§ Input data
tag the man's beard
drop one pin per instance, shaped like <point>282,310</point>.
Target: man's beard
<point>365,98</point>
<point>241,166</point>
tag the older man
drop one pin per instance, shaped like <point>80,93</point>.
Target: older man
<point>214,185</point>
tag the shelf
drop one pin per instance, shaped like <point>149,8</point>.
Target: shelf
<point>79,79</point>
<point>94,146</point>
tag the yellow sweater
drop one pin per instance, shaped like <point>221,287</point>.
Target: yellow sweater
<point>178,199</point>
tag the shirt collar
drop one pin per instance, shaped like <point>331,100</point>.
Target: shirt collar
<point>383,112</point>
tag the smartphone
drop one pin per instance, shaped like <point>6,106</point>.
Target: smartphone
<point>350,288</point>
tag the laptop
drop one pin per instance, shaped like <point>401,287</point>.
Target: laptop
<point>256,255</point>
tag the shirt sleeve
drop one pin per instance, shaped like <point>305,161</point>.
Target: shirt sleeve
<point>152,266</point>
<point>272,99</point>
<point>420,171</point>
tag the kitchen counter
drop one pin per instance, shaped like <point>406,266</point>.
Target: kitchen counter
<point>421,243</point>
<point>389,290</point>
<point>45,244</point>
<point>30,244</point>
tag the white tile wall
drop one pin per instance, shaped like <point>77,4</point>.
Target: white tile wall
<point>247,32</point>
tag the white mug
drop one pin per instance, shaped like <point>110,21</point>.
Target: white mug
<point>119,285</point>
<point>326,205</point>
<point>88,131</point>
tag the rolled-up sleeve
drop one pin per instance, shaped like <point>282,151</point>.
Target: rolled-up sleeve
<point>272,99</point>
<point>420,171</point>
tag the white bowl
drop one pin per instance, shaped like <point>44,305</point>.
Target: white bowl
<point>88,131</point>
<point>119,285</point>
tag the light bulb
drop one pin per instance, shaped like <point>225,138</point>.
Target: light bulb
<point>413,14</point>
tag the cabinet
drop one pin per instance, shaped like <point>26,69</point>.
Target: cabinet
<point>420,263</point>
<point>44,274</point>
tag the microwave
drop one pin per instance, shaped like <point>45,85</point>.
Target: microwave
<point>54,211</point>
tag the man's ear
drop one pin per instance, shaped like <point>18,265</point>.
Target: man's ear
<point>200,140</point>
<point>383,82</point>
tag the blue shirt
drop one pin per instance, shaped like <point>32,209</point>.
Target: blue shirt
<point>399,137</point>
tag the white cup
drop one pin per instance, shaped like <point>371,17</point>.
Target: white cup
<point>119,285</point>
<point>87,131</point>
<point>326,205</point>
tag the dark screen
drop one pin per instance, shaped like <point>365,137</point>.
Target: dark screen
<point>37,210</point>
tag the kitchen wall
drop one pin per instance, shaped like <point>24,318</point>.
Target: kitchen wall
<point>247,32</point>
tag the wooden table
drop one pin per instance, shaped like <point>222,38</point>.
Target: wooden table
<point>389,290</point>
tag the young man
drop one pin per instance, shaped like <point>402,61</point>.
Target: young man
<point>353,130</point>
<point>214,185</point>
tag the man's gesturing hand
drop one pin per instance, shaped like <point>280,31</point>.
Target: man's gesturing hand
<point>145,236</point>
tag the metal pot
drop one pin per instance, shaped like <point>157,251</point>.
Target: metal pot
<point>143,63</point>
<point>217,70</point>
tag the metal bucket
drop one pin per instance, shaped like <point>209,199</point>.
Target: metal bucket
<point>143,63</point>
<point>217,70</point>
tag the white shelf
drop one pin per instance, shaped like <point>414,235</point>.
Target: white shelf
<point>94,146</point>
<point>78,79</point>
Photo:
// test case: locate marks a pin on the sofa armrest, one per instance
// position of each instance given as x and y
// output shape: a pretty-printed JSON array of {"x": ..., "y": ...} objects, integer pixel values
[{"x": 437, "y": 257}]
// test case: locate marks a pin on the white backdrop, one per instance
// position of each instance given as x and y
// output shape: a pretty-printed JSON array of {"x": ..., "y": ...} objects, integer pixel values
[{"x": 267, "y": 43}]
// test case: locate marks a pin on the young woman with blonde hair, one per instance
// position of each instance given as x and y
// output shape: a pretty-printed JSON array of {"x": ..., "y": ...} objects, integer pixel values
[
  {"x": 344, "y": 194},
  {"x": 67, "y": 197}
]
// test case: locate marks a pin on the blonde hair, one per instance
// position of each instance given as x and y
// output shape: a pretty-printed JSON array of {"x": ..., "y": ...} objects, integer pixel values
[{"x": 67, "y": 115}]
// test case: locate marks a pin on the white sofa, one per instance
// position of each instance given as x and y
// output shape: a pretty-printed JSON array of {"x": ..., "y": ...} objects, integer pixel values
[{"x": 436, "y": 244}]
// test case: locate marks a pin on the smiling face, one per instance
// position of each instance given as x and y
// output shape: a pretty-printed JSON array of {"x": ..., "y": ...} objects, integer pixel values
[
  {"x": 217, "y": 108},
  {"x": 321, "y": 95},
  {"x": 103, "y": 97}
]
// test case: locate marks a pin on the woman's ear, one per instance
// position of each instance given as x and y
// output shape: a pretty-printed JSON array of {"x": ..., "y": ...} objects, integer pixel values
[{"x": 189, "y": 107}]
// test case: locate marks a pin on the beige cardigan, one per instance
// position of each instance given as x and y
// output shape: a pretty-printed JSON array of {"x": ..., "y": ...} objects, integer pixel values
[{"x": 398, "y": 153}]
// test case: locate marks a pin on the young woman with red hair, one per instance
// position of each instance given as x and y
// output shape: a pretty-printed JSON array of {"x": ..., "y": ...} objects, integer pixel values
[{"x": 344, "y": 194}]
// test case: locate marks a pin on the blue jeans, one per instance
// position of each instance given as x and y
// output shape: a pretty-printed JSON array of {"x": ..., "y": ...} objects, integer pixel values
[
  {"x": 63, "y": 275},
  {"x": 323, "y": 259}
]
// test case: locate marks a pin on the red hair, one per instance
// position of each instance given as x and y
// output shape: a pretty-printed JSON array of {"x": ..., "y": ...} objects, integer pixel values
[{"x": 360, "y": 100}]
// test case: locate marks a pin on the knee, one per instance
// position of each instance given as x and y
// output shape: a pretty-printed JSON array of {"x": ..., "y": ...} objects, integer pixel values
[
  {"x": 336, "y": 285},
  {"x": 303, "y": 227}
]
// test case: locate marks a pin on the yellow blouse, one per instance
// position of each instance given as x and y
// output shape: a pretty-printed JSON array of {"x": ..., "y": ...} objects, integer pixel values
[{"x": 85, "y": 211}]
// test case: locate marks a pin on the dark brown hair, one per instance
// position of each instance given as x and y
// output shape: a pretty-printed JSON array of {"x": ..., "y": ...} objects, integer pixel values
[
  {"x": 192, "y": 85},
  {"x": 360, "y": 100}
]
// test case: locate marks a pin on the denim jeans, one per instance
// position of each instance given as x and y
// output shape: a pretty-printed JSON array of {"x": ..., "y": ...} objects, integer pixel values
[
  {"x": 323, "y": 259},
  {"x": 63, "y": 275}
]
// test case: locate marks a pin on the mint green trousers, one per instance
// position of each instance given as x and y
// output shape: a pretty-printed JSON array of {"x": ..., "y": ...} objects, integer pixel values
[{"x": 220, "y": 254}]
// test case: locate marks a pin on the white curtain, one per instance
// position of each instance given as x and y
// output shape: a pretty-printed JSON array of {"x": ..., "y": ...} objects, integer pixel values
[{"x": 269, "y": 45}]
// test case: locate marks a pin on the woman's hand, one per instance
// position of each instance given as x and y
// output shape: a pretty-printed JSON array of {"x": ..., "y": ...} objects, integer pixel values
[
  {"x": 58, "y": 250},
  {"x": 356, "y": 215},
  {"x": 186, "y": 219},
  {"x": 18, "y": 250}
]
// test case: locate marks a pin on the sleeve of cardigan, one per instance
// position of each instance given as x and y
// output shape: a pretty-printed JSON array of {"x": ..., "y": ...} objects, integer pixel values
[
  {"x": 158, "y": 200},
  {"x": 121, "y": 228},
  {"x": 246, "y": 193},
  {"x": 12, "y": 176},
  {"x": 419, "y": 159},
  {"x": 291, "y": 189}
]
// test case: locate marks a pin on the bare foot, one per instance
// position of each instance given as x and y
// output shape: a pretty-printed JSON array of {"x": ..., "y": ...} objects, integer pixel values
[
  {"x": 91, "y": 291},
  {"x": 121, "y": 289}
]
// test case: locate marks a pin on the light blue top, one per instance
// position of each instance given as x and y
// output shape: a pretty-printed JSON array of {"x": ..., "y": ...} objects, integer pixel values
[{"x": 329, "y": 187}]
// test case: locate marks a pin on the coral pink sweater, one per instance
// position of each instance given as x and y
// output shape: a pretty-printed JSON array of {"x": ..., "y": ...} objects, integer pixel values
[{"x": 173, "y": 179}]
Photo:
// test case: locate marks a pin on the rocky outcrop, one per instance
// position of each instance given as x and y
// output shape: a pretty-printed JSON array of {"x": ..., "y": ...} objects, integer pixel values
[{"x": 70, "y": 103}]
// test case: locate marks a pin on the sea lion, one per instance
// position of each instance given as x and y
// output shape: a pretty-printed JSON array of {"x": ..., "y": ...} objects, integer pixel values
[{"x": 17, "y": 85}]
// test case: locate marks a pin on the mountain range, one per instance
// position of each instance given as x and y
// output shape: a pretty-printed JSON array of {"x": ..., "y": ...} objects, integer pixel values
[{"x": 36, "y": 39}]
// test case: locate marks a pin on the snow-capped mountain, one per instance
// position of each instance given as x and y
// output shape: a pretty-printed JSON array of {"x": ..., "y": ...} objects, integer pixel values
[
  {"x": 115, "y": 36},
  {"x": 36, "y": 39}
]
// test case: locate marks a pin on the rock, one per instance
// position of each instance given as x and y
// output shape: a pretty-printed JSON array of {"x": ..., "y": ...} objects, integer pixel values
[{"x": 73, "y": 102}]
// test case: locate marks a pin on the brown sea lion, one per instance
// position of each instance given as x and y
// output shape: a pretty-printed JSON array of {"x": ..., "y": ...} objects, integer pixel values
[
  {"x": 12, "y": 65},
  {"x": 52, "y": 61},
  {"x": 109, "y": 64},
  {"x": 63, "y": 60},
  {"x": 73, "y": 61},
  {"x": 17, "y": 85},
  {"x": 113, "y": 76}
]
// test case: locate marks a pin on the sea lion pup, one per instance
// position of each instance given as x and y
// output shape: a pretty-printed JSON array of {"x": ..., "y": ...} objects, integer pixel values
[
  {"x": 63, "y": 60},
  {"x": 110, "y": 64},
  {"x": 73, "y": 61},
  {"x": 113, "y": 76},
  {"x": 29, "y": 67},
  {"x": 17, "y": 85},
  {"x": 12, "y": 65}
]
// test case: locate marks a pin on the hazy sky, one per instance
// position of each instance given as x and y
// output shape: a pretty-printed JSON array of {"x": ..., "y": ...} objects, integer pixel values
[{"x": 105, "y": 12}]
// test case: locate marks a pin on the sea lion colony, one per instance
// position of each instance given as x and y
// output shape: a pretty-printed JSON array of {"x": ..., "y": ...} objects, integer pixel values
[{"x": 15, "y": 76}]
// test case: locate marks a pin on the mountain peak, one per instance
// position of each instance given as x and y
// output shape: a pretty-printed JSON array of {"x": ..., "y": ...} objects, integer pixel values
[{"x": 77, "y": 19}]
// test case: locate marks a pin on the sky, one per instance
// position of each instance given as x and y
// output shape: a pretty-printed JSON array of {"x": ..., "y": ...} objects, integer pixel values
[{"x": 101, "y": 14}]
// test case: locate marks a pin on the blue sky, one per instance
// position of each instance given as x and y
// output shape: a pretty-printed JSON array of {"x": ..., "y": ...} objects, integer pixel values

§ Exercise details
Which lines above hold the string "brown"? Please copy all of them.

§ Output for this task
// test case: locate marks a pin on the dark brown hair, one per instance
// test case: locate marks a pin on the brown sea lion, one per instance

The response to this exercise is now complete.